# Shop LED Bench Lighting



## burnrider (Oct 12, 2014)

I have a dozen or so T-12 bulbs left. After that, most the shop will be T-8. Been looking at the 2 X 2 LED light Home depot sells for bench lighting? Good reviews for the $200 light.

Anyone tried it?


----------



## Terrywerm (Oct 12, 2014)

I have not yet tried it, but I am looking at various LED lighting solutions for my new basement shop. It is 12'x12' and I plan to install suspended ceiling, so I have been thinking about the 2'x4' LED light fixtures that they are offering from Cree. They seem to work very well, but the price tag seems a bit high. With a little luck the prices will start to come down a bit in the coming months before I need them. I think four of the 2x4 fixtures should do the trick in my shop, but I have a hunch I'll have to install some in the laundry room for my blushing bride as well.


----------



## jim18655 (Oct 12, 2014)

They make a replacement LED 4' lamp for fixtures. You remove the ballast and rewire the fixture. About $25 per tube. Might be an option if you have the fixtures.


----------



## tweinke (Oct 12, 2014)

..............................

_What you have to do_
In the LED shop lighting thread above, please turn the paragraph beginning "I have not yet tried it" into a short bulleted list that keeps its main facts.

_Extracted information_

..............................

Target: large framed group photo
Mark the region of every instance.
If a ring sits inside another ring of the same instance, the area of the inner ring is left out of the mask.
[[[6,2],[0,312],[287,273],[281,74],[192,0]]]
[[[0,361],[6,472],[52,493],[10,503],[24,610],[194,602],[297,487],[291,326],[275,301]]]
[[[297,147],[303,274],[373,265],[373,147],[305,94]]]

..............................

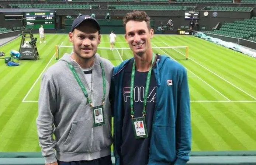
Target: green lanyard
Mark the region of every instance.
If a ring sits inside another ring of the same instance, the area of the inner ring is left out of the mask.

..............................

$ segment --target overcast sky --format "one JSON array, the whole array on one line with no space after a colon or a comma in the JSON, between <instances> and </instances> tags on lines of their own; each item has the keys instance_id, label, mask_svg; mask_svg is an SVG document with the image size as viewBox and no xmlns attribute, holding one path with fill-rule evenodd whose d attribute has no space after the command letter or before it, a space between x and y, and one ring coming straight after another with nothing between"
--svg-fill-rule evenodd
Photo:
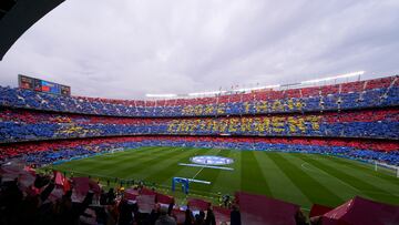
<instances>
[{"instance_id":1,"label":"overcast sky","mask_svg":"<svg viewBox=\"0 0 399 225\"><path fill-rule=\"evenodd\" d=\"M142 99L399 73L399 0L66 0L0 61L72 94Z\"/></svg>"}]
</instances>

..............................

_Solution to this task_
- Has not yet tried the light asked about, but is looking at LED lighting for a new basement shop.
- The shop is 12'x12' and will get a suspended ceiling.
- Considering the 2'x4' LED fixtures from Cree, which seem to work very well but cost a bit much.
- Hopes prices come down in the coming months, before the fixtures are needed.
- Expects four 2x4 fixtures to be enough for the shop, and will probably have to put some in the laundry room as well.